**TAREFAS A CUMPRIR:**
1) No texto, reescreva tudo desde "Um vômito de" até "quase que intuitivo.", substituindo "mortes" por "cirurgias".
2) Reescreva em forma de lista o parágrafo do texto que começa com "Essa lembrança tão distinta", mantendo as informações principais.

Um erro não me define (eu acho)
Um vômito de palavras sobre errar, sentir demais e (talvez) aprender a conviver com tudo isso. Quem sabe você se reconheça aqui — ou não.
Ontem eu estava assistindo Grey's Anatomy antes de dormir. Recomecei a série recentemente e, não sei como isso aconteceu, mas já estou na temporada oito. Confesso que é como se eu estivesse assistindo pela primeira vez, porque eu não me lembrava de quase nada — tirando as mortes. Ah, das mortes eu me recordo bem…
Isso, inclusive, faz sentido cientificamente. Calma, eu juro juradinho que hoje eu não vou passar linhas e mais linhas explicando um conceito de neurociências. Só esse rapidinho (é sério, podem me processar se eu não cumprir).
Eu sei que é óbvio que, quando acontece algo mais emocionante na sua vida, você tende a lembrar melhor e mais vividamente — é algo quase que intuitivo.
Minha mãe sempre diz: “Todo mundo sabe onde estava e o que estava fazendo quando o Ayrton Senna morreu.” Acho que, para a nossa geração, talvez o equivalente seja o tenebroso “7 a 1”. Eu falo esses dois números e não tem uma pessoa que não saiba a que eu estou me referindo ou onde assistiu esse jogo — ou melhor, essa tragédia. Prometo que não vou mais falar sobre o evento que não deve ser nomeado, o nosso Voldemort brasileiro.
Agora a parte que eu falei que ia ser rápida.
Essa lembrança tão distinta acontece porque, quando experienciamos emoções intensas, a nossa amígdala — parte do cérebro responsável por processar emoções (não, não tem nada a ver com as amígdalas da garganta que talvez você tenha removido) — é ativada. Esse estímulo modula a atividade do hipocampo, que, para colocar de uma maneira extremamente simplificada, está diretamente envolvido na consolidação de memórias. E o que acontece é que esse processo é amplificado e, por esse motivo, essas são lembranças altamente acessíveis e vívidas.

[Dados de ancoragem de expressões referenciais]

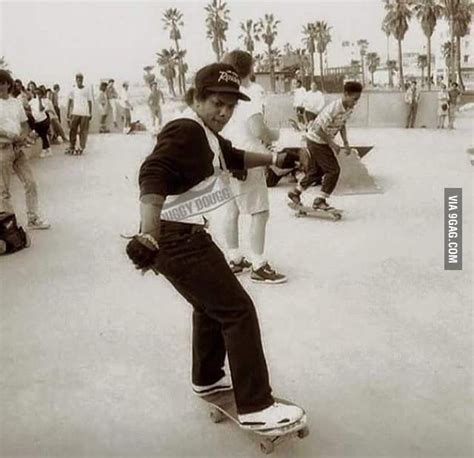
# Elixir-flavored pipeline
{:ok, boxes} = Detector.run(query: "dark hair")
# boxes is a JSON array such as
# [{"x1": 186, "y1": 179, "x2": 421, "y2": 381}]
[
  {"x1": 222, "y1": 49, "x2": 253, "y2": 79},
  {"x1": 344, "y1": 81, "x2": 362, "y2": 94},
  {"x1": 0, "y1": 70, "x2": 13, "y2": 93},
  {"x1": 184, "y1": 87, "x2": 213, "y2": 106}
]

**RESULTADOS:**
1)
Um vômito de palavras sobre errar, sentir demais e (talvez) aprender a conviver com tudo isso. Quem sabe você se reconheça aqui — ou não.
Ontem eu estava assistindo Grey's Anatomy antes de dormir. Recomecei a série recentemente e, não sei como isso aconteceu, mas já estou na temporada oito. Confesso que é como se eu estivesse assistindo pela primeira vez, porque eu não me lembrava de quase nada — tirando as cirurgias. Ah, das cirurgias eu me recordo bem…
Isso, inclusive, faz sentido cientificamente. Calma, eu juro juradinho que hoje eu não vou passar linhas e mais linhas explicando um conceito de neurociências. Só esse rapidinho (é sério, podem me processar se eu não cumprir).
Eu sei que é óbvio que, quando acontece algo mais emocionante na sua vida, você tende a lembrar melhor e mais vividamente — é algo quase que intuitivo.

2)
- Emoções intensas ativam a amígdala, a parte do cérebro que processa emoções. Ela não tem relação com as amígdalas da garganta.
- Essa ativação modula a atividade do hipocampo, que está diretamente envolvido na consolidação de memórias.
- Esse processo é amplificado, e por isso essas lembranças ficam altamente acessíveis e vívidas.